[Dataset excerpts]
-=-=-=-=-

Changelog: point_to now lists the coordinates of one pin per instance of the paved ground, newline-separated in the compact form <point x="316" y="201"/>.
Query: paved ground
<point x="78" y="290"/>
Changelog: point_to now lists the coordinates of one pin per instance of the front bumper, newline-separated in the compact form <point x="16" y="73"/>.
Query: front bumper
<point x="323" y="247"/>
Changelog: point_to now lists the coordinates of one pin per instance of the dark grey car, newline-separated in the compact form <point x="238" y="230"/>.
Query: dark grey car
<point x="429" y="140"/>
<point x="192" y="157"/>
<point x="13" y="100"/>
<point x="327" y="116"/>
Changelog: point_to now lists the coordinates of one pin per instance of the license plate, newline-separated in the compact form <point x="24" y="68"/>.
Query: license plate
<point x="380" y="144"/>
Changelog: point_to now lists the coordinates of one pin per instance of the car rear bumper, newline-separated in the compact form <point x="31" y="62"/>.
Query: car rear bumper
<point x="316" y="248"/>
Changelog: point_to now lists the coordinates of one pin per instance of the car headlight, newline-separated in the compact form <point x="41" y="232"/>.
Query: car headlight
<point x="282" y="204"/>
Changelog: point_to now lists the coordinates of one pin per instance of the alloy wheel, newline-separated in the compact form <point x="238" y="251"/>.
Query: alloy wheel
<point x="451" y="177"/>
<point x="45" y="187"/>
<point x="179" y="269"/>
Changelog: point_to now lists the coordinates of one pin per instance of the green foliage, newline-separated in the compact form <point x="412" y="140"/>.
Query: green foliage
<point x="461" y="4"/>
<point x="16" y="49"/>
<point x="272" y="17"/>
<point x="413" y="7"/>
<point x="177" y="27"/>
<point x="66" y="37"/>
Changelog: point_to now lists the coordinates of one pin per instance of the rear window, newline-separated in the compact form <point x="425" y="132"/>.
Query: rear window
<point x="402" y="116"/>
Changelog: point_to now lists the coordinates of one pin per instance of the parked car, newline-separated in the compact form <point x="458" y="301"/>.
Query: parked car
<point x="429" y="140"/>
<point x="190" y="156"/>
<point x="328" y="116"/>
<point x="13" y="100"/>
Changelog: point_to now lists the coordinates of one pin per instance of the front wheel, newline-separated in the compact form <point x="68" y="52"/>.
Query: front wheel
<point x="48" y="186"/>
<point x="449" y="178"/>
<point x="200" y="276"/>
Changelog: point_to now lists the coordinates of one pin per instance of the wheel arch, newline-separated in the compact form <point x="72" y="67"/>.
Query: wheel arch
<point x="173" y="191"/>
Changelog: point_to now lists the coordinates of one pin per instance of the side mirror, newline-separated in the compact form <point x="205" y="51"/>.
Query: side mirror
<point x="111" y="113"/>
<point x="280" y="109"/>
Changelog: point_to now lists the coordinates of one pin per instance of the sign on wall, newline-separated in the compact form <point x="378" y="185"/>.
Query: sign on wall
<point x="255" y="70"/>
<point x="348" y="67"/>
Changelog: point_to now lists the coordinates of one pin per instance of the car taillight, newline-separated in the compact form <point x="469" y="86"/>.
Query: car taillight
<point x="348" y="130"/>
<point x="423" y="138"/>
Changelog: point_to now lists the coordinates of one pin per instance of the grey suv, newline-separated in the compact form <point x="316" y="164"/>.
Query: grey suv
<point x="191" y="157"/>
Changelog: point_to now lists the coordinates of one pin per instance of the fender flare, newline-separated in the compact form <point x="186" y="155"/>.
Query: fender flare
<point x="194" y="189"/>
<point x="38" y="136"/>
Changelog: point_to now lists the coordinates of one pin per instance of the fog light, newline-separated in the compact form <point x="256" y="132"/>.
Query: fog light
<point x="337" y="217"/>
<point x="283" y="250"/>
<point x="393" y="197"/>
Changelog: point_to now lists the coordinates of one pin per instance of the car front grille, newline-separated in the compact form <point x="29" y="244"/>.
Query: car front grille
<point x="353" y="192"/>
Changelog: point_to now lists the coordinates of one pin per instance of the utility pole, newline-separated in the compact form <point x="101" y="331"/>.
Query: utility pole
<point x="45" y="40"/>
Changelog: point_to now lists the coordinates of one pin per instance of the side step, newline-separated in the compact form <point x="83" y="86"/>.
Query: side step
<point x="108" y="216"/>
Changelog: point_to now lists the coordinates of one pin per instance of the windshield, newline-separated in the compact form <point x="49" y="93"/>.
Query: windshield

-=-=-=-=-

**DIRECTIONS:** The records above should be duplicated in full, exactly as given.

**TASK SOLUTION:**
Changelog: point_to now lists the coordinates of one pin per instance of the paved ground, newline-separated in the compact form <point x="316" y="201"/>.
Query: paved ground
<point x="78" y="290"/>
Changelog: point_to now lists the coordinates of one pin per instance of the front bumper, newline-separated in the compact form <point x="16" y="73"/>.
Query: front bumper
<point x="323" y="247"/>
Changelog: point_to now lists the coordinates of one pin per instance of the dark grey car, newline-separated in the compact form <point x="238" y="230"/>.
Query: dark grey car
<point x="429" y="140"/>
<point x="192" y="157"/>
<point x="13" y="100"/>
<point x="327" y="116"/>
Changelog: point_to now lists the coordinates of one pin per instance of the license plate, newline-separated in the compact form <point x="24" y="68"/>.
Query: license plate
<point x="380" y="144"/>
Changelog: point_to now lists the coordinates of one pin per instance of the car rear bumper, newline-separated in the compact form <point x="31" y="62"/>.
Query: car rear bumper
<point x="316" y="248"/>
Changelog: point_to now lists the coordinates of one pin per instance of the car headlight, newline-separated in the compact form <point x="41" y="232"/>.
Query: car headlight
<point x="282" y="204"/>
Changelog: point_to now lists the coordinates of one pin per instance of the alloy wheel, newline-separated in the compact form <point x="238" y="251"/>.
Query: alloy wheel
<point x="451" y="177"/>
<point x="45" y="187"/>
<point x="179" y="269"/>
Changelog: point_to now lists the coordinates of one pin per instance of the green foliage, newline-separated in the compact form <point x="412" y="140"/>.
Query: green foliage
<point x="461" y="4"/>
<point x="16" y="49"/>
<point x="272" y="17"/>
<point x="413" y="7"/>
<point x="177" y="27"/>
<point x="66" y="37"/>
Changelog: point_to now lists the coordinates of one pin per instance of the rear window, newline-separated in the compact form <point x="425" y="132"/>.
Query: rear window
<point x="402" y="116"/>
Changelog: point_to now lists the coordinates of one pin per instance of the parked car, newline-separated in the compact form <point x="458" y="301"/>.
Query: parked car
<point x="429" y="140"/>
<point x="190" y="156"/>
<point x="328" y="116"/>
<point x="13" y="100"/>
Changelog: point_to now lists the coordinates of one pin per instance of the front wheel, newline-separated in the compact form <point x="68" y="52"/>.
Query: front wheel
<point x="48" y="186"/>
<point x="449" y="178"/>
<point x="200" y="276"/>
Changelog: point_to now lists the coordinates of one pin per instance of the wheel arch, newline-separated in the compact form <point x="72" y="67"/>.
Query: wheel arch
<point x="173" y="191"/>
Changelog: point_to now lists the coordinates of one pin per instance of the side mirror, newline-separated in the compact form <point x="205" y="51"/>.
Query: side mirror
<point x="111" y="113"/>
<point x="280" y="109"/>
Changelog: point_to now lists the coordinates of one pin per instance of the sign on wall, newline-separated in the compact form <point x="378" y="185"/>.
Query: sign on wall
<point x="255" y="70"/>
<point x="348" y="67"/>
Changelog: point_to now lists the coordinates of one pin per instance of the car taillight, newline-separated in the compact form <point x="469" y="86"/>.
Query: car taillight
<point x="348" y="130"/>
<point x="423" y="138"/>
Changelog: point_to now lists the coordinates of one pin per instance of the grey suv, newline-separated in the compact form <point x="316" y="164"/>.
Query: grey suv
<point x="191" y="157"/>
Changelog: point_to now lists the coordinates of one pin per instance of the fender flare, newline-separated in the compact form <point x="186" y="155"/>.
Query: fender flare
<point x="194" y="189"/>
<point x="38" y="136"/>
Changelog: point_to now lists the coordinates of one pin per instance of the fog light, newline-separated in the compact form <point x="256" y="132"/>.
Query: fog light
<point x="337" y="217"/>
<point x="283" y="250"/>
<point x="393" y="197"/>
Changelog: point_to now lists the coordinates of one pin per instance of the car front grille, newline-separated in the compact form <point x="29" y="244"/>.
Query: car front grille
<point x="353" y="192"/>
Changelog: point_to now lists the coordinates of one pin per instance of the utility pole, newline-separated in the compact form <point x="101" y="331"/>.
Query: utility pole
<point x="45" y="40"/>
Changelog: point_to now lists the coordinates of one pin per instance of the side step, newline-separated in the compact form <point x="83" y="86"/>.
Query: side step
<point x="108" y="216"/>
Changelog: point_to now lists the coordinates of one pin per instance of the windshield, newline-separated in the compact form <point x="49" y="93"/>.
Query: windshield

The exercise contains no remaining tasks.